Rewrite everything from "The Connolly Column" down to "the Spanish Republic." in the Connolly Column article, changing "fought" to "served".

◆ **GIVEN TEXT**:
---

= Connolly Column =

Volunteers in the Second Spanish Republic

Memorial to Limerick men who fought in the International Brigades, erected outside Limerick City Hall in 2014.

The Connolly Column (Columna Connolly, Colún Uí Chonghaile) was the name given to a group of Irish republican socialist volunteers who fought for the Second Spanish Republic in the International Brigades during the Spanish Civil War. They were named after James Connolly, the executed leader of the Irish Citizen Army. They draw the column part of the name from the name for local IRA units. They were a company-strength unit of the XV International Brigade, which also included the US, British and Latin American battalions in Spain. The name is now retroactively applied to all Irish volunteers who fought for the Spanish Republic.

==Origins==
On the outbreak of the Spanish Civil War in July 1936, support for the Spanish Republic grew among left-wing organizations, taking tangible form in a decision in September 1936 to form an International Brigade of volunteers to fight with the Republican government against the fascist-dominated Nationalist rebels. This decision was echoed in Ireland by various left-wing groups; the chief organizers of this effort were Sean Murray, Peadar O'Donnell, and Frank Ryan.

Murray was chairman of the Communist Party of Ireland (CPI) at the time, and a fine orator. He was in contact with Bill Scott, a volunteer with the Thälmann Battalion who sent regular reports of conditions in Spain, and which Murray published in the party newspaper, The Worker.

O'Donnell, a socialist and Irish republican, was in Barcelona for the "People's Olympics" – held in opposition to the Olympic Games being held in Berlin under the Nazi regime. O'Donnell sympathised with the anarchist workers' militia that defeated the attempted military coup in the city and joined one of their militias on the Aragon front.
On his return to Ireland, O'Donnell urged the formation of Irish volunteer regiments to support the Popular Front government.

Ryan had fought during the Irish Civil War and was a member of the communist-orientated Republican Congress, and had also been a member of the Irish Republican Army (IRA). He was keen to form a volunteer group to join the International Brigades and fight.

Most of the Irish volunteers came from the Republican Congress. From the period of 1925–1931, the IRA received money from the Soviet Union in return for spying on the United Kingdom and the United States. This had led to many Communist Party of Ireland members joining and even setting up front groups such as Saor Éire. This attempt to form a synthesis of republican and communist concerns had largely failed and within the IRA the communist element declined in prominence by the early 1930s, leading these people to found the separate Republican Congress.

---

◆ **DATA SHOWN**:

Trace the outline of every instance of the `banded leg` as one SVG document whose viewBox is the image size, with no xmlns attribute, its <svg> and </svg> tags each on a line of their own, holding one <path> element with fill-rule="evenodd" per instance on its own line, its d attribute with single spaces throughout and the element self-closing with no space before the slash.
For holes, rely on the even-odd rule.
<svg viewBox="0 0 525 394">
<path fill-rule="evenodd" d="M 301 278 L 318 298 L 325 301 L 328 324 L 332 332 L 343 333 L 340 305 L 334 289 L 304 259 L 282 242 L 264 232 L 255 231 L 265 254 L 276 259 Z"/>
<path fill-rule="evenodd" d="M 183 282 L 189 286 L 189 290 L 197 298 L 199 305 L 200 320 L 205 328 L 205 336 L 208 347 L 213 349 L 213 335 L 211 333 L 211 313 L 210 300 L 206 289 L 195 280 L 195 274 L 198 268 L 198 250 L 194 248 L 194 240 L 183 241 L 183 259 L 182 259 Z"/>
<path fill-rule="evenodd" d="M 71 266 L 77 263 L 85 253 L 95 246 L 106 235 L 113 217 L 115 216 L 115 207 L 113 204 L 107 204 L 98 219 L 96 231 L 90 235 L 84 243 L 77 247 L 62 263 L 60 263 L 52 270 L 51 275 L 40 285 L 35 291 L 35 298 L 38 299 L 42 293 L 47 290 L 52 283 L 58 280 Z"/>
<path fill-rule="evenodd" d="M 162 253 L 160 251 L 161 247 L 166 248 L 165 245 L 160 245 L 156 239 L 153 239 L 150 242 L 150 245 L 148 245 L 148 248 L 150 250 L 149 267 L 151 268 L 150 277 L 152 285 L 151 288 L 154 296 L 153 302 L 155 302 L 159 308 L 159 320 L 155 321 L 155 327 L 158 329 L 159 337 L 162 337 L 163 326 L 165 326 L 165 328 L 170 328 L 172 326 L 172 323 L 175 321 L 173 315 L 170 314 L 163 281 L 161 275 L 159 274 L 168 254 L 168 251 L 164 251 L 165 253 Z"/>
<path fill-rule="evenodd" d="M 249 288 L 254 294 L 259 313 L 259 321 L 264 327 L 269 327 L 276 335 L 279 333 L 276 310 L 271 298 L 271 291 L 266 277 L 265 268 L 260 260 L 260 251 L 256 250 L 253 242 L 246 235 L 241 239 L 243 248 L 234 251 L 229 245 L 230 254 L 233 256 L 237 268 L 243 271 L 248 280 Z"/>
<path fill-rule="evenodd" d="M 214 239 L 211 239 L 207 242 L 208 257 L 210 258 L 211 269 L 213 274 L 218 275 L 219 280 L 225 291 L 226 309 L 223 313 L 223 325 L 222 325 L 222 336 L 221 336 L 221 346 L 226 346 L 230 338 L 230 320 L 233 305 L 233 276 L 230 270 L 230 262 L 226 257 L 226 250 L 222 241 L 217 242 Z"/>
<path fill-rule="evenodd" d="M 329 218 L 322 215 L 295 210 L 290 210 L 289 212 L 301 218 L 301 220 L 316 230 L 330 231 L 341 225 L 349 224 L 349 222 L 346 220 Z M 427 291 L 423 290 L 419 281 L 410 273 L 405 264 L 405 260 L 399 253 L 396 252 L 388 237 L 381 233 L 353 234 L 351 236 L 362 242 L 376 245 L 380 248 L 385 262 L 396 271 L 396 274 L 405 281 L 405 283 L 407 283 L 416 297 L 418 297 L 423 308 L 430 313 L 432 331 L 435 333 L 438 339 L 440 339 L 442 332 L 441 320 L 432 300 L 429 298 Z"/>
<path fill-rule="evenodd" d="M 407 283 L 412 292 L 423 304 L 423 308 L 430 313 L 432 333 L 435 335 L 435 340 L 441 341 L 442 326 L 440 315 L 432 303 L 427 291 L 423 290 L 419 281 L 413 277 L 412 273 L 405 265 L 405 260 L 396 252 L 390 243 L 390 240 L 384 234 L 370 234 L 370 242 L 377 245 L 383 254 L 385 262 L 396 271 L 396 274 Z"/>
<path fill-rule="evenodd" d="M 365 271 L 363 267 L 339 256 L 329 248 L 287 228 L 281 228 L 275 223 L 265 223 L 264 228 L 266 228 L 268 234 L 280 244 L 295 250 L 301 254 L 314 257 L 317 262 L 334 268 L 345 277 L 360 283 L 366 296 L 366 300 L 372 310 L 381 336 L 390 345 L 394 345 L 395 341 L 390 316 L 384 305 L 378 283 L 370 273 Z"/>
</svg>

---

◆ **SOLUTION**:
The Connolly Column (Columna Connolly, Colún Uí Chonghaile) was the name given to a group of Irish republican socialist volunteers who served for the Second Spanish Republic in the International Brigades during the Spanish Civil War. They were named after James Connolly, the executed leader of the Irish Citizen Army. They draw the column part of the name from the name for local IRA units. They were a company-strength unit of the XV International Brigade, which also included the US, British and Latin American battalions in Spain. The name is now retroactively applied to all Irish volunteers who served for the Spanish Republic.